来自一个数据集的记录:

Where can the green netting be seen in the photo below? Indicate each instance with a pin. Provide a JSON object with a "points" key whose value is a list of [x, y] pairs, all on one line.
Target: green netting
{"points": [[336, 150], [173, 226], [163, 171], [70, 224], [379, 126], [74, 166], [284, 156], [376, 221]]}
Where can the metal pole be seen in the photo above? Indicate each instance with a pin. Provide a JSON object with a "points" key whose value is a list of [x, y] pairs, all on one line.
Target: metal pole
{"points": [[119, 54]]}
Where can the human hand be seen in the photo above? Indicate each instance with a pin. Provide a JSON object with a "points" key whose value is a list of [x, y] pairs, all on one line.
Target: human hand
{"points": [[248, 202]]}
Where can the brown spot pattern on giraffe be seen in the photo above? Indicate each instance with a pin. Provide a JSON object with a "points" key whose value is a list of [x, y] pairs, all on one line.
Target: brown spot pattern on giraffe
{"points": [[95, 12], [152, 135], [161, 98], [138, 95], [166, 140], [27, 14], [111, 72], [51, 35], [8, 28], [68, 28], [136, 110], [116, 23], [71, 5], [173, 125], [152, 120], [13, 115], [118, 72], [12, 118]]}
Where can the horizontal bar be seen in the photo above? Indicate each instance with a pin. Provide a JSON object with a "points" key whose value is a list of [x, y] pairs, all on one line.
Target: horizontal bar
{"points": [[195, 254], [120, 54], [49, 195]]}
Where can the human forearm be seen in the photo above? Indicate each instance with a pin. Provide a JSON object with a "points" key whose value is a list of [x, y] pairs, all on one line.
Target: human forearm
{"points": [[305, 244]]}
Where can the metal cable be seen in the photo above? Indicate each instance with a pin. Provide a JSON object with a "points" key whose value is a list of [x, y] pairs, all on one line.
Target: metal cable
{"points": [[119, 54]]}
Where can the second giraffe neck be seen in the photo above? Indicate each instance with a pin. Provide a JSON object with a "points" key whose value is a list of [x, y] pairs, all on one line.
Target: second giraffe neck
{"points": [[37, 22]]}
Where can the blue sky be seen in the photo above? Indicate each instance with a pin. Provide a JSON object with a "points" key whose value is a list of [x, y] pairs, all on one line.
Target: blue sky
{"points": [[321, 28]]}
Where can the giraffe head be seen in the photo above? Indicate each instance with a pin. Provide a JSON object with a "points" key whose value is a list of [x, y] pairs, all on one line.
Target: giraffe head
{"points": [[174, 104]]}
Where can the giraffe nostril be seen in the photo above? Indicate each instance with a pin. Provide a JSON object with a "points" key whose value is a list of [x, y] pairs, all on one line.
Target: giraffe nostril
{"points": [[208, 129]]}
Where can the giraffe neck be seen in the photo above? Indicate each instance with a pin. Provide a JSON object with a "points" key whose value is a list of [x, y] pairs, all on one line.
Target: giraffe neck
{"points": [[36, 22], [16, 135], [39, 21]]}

---

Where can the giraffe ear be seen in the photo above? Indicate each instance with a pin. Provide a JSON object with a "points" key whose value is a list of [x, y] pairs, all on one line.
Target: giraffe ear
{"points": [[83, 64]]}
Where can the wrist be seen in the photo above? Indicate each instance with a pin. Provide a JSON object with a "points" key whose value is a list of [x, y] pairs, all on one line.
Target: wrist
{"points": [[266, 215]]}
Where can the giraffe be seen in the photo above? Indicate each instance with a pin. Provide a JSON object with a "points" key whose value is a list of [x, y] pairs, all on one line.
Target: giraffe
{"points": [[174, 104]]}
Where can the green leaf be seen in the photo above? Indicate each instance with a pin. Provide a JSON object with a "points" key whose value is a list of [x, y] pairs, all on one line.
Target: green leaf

* * *

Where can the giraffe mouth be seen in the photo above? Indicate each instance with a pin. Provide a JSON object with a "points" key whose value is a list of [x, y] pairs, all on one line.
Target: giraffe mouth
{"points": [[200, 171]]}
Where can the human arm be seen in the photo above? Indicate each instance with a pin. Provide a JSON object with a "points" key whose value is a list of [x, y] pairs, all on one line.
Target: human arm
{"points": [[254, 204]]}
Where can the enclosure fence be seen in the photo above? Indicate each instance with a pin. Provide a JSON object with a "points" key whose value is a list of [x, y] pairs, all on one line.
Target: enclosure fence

任务要求:
收集上面数据中所有包含字符串"metal"的行，逐行照原样列出，区分大小写。

输出结果:
Where can the metal pole be seen in the photo above? Indicate each instance with a pin. Provide a JSON object with a "points" key whose value is a list of [x, y] pairs, all on one line.
Target: metal pole
Where can the metal cable be seen in the photo above? Indicate each instance with a pin. Provide a JSON object with a "points" key whose value is a list of [x, y] pairs, all on one line.
Target: metal cable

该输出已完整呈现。